Architecture Overview
HybridInference is designed as a modular, high-performance inference gateway.
System Architecture
┌─────────────┐
│ Clients │
└──────┬──────┘
│
▼
┌─────────────────┐
│ FastAPI Gateway│
│ (serving/) │
└────────┬────────┘
│
┌────┴────┐
│ │
▼ ▼
┌────────┐ ┌─────────┐
│Routing │ │Adapters │
│Manager │ │ │
└────┬───┘ └────┬────┘
│ │
▼ ▼
┌──────────────────┐
│ LLM Providers │
│ ┌──────────────┐ │
│ │ Local vLLM │ │
│ │ OpenAI API │ │
│ │ Gemini API │ │
│ └──────────────┘ │
└──────────────────┘
Core Components
Serving Layer (serving/)
The serving layer provides the FastAPI-based gateway:
Gateway: HTTP API endpoints for inference requests
Adapters: Provider-specific API adapters
Observability: Logging, metrics, and tracing
Storage: PostgreSQL integration for request/response logging
Routing Layer (routing/)
Intelligent routing and load balancing:
Manager: Routes requests to optimal providers
Strategies: Different routing algorithms (round-robin, cost-based, latency-based)
Health Checks: Monitor provider availability and performance
Configuration (config/)
Centralized configuration management:
Model configurations
Provider settings
Routing policies
Feature flags
Infrastructure (infrastructure/)
Deployment and observability:
Systemd service definitions
Prometheus metrics collection
Grafana dashboards
Alert manager rules
Key Design Principles
Modularity: Clear separation between serving, routing, and provider layers
Extensibility: Easy to add new providers and routing strategies
Observability: Comprehensive logging and metrics at every layer
Performance: Optimized for low-latency, high-throughput inference
Reliability: Health checks, retries, and fallback mechanisms
Data Flow
Client sends inference request to Gateway
Gateway validates and preprocesses request
Routing Manager selects optimal provider
Adapter translates request to provider-specific format
Provider processes inference
Response is logged to PostgreSQL
Metrics are exported to Prometheus
Response is returned to client

Stored data
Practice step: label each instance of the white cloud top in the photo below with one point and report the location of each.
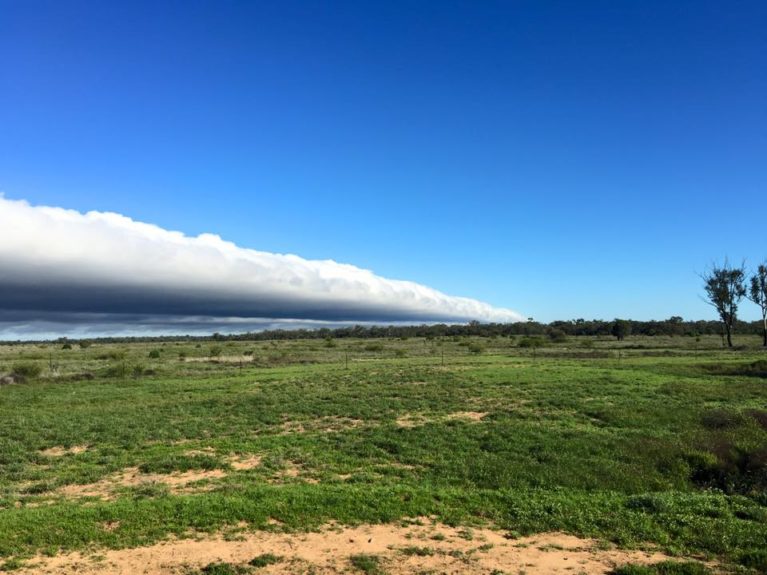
(59, 260)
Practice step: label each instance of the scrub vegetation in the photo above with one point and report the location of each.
(639, 442)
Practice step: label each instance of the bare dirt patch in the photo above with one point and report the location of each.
(410, 420)
(59, 451)
(221, 359)
(322, 424)
(416, 548)
(470, 415)
(245, 462)
(108, 487)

— Problem to work on —
Answer these questions from the architecture overview:
1. Which database does the serving layer use for request/response logging?
2. Which routing algorithms are named as examples of strategies?
3. Which LLM providers appear in the system diagram?
The listing isn't needed for this task.

— Solution to the exercise —
1. PostgreSQL
2. Round-robin, cost-based, and latency-based
3. Local vLLM, OpenAI API, and Gemini API